▶ Supplied information:
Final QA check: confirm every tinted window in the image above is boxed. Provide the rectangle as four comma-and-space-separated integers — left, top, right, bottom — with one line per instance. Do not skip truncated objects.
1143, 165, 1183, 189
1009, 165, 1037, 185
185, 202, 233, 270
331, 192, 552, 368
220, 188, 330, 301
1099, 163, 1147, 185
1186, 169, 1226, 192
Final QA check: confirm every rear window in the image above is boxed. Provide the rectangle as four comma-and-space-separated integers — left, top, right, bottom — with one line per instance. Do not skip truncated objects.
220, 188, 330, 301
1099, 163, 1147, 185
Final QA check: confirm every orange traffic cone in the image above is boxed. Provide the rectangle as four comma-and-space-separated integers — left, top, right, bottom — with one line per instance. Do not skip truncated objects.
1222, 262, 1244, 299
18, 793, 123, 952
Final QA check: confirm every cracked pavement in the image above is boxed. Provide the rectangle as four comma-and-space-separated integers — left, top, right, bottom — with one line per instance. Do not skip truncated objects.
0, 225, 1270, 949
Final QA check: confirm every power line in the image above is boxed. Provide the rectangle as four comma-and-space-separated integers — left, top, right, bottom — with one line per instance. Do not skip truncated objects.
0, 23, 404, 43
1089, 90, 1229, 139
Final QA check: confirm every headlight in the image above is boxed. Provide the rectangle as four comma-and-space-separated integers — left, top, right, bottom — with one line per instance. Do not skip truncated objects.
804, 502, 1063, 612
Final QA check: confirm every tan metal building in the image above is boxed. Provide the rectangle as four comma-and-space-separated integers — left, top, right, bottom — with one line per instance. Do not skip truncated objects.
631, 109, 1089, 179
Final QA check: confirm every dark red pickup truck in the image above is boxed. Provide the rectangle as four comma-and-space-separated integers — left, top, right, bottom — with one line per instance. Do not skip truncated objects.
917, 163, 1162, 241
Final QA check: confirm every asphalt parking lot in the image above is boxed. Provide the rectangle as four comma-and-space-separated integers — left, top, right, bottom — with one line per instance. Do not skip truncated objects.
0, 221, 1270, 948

▶ Exercise instructions:
Write out all the items above again, putting "bounding box" wherever "rectangle" appears and leaving everything else untouched.

▶ Complete output:
Final QA check: confirm every tinted window in the image above is boxed. Provide the bounding box as four comma-and-space-separated integers — left, top, right, bottom — with one line per instance. Do not skip truncated objects.
1143, 165, 1183, 189
1009, 165, 1037, 185
185, 202, 233, 270
331, 192, 552, 368
220, 188, 330, 301
1099, 163, 1147, 185
1186, 169, 1226, 192
Final QA check: confirm every rear window in the image above is boxed. Provide the bounding box as four comma-and-space-separated integers — left, top, right, bottom — with one line per instance. Do not skip truncated objects.
220, 188, 330, 301
1099, 163, 1147, 185
Final QA check: confirm every orange traffic cone in the image above is boxed. Provide the bounding box as four comma-and-space-separated integers — left, top, right, bottom — with one line per instance. Do not skip truncated objects.
1222, 262, 1244, 299
18, 793, 123, 952
Final QA check: confirm every cracked pavement in the image above is boxed. Provide the bounding box as four comma-and-space-separated integers — left, top, right, bottom — with one line per instance. Do not skip truncated objects.
0, 225, 1270, 949
Final QA check: confirm every power line in the image above is boxed. Provide the bounding box as four comma-and-space-separated integers — left, top, right, bottom — with one line per instance. Do not skip truncated objects.
0, 23, 404, 43
1089, 90, 1229, 139
Final QA check: confirm every headlight in the image above is boxed. Provide the bounding box as four comma-and-space-separated integers — left, top, right, bottom — with one line per instance. Do not skip truncated objects.
804, 502, 1063, 612
Final QA check: confirm every tan metal building in the image above is boxed. Provide the bounding box as four comma-and-space-separated integers — left, top, right, bottom — with one line per instance. Do not skip truncated objects.
631, 109, 1089, 179
Final QA check: confirm every dark red pickup truck in the image above is boxed. Provide the bounding box as four comma-and-space-separated integers — left, top, right, bottom — with one line per instance. Do not skip truncated objects.
917, 163, 1162, 241
Final QA check: confirm every asphalt parking lot in the image above is boxed. Provide the bounding box as four comma-and-space-separated integers — left, top, right, bottom — with one line per instance. Do not skip truncated objects.
0, 221, 1270, 948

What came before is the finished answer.